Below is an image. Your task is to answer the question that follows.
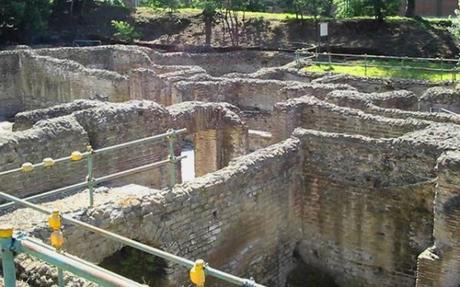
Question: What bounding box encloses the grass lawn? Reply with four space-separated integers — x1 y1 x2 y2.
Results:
137 6 449 23
304 60 460 82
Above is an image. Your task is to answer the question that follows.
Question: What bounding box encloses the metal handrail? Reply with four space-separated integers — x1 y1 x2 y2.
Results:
0 129 187 209
0 192 265 287
306 52 459 63
0 155 187 210
315 61 454 72
296 51 460 81
5 237 145 287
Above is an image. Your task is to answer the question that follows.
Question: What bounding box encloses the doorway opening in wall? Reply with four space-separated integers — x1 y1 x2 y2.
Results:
181 138 195 182
99 246 168 287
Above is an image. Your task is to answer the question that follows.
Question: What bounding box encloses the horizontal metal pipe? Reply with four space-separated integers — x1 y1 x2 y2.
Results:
27 237 146 286
0 129 187 176
314 61 457 76
17 239 143 287
0 155 187 210
93 129 187 153
0 181 88 210
94 155 187 184
0 152 88 176
0 192 264 287
318 53 459 63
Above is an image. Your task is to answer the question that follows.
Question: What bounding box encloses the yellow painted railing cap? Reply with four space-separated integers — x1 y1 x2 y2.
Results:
0 225 13 238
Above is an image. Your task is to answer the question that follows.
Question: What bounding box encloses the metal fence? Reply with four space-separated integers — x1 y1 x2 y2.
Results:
296 50 460 81
0 129 264 287
0 129 187 210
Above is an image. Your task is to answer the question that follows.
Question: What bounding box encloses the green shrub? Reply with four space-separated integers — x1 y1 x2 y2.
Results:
112 20 140 43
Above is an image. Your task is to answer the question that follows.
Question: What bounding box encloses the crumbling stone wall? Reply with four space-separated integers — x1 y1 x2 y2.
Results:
416 151 460 287
0 101 248 201
20 53 129 110
34 45 152 74
419 87 460 113
149 50 294 76
0 116 89 200
272 97 429 141
18 139 302 286
0 52 23 120
312 73 450 96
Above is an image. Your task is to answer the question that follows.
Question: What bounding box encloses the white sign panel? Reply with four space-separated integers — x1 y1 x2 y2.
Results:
319 22 328 37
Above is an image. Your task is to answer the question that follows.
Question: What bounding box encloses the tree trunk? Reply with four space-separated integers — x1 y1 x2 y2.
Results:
406 0 415 18
436 0 442 17
374 0 384 21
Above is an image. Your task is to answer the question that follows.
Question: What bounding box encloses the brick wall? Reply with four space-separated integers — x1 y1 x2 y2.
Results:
295 129 439 286
23 139 302 286
416 152 460 287
0 101 248 201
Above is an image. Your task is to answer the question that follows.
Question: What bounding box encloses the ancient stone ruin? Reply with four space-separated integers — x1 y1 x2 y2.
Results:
0 46 460 287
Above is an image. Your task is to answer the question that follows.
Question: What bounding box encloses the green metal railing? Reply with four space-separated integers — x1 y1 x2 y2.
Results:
0 187 264 287
0 129 264 287
0 129 187 210
0 230 144 287
296 49 460 82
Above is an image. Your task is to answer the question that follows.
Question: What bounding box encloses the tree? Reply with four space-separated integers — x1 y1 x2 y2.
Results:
0 0 51 42
449 9 460 40
145 0 181 12
405 0 415 18
334 0 401 20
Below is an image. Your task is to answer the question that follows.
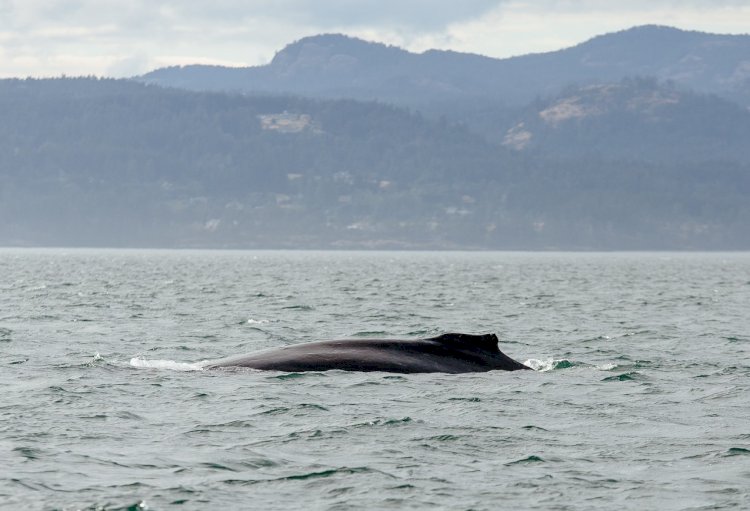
+ + + + +
The problem. Pull out each line of the listing above that contains the string "stone". Matching is case-sensitive.

Reply to the exercise.
Question: What bounding box encloses the crumbling stone wall? Reply with four space-separated integers — x1 y1 x2 y2.
Question: What bounding box encloses the ancient stone ruin? Reply with four space-separated integers — x1 y1 x2 y2.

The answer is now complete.